MATERIALS PROVIDED Start Marker

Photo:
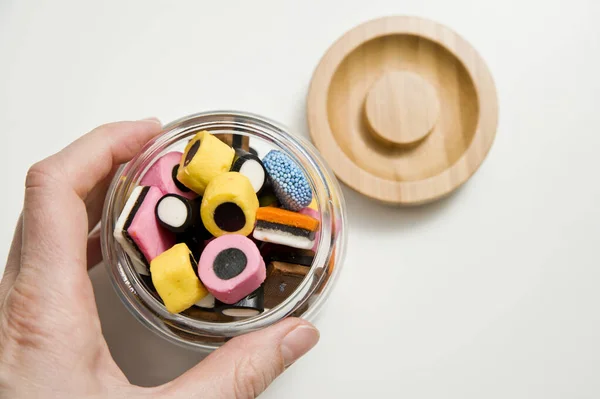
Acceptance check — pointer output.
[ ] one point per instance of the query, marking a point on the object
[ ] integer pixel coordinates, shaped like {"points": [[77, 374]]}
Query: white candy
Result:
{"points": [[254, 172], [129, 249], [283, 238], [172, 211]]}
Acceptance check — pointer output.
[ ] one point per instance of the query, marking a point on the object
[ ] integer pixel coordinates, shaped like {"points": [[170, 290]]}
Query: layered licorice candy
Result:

MATERIALS PROVIDED End Marker
MATERIALS PROVIDED Start Marker

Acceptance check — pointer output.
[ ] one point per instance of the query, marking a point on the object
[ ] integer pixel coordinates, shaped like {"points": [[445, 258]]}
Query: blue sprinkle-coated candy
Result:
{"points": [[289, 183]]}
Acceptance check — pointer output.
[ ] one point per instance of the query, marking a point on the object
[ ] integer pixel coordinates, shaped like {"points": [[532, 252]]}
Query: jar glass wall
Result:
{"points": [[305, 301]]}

MATERIALS PROVIDED End Marker
MATERIALS PROVIDED Start Marker

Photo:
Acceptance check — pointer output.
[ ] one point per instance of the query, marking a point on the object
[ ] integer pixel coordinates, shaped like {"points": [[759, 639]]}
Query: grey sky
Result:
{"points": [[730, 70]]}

MATERIALS PROVIDED End Marker

[TASK DESCRIPTION] Report how many lines above hold the string "coordinates", giving nothing but the number.

[ANSWER] 5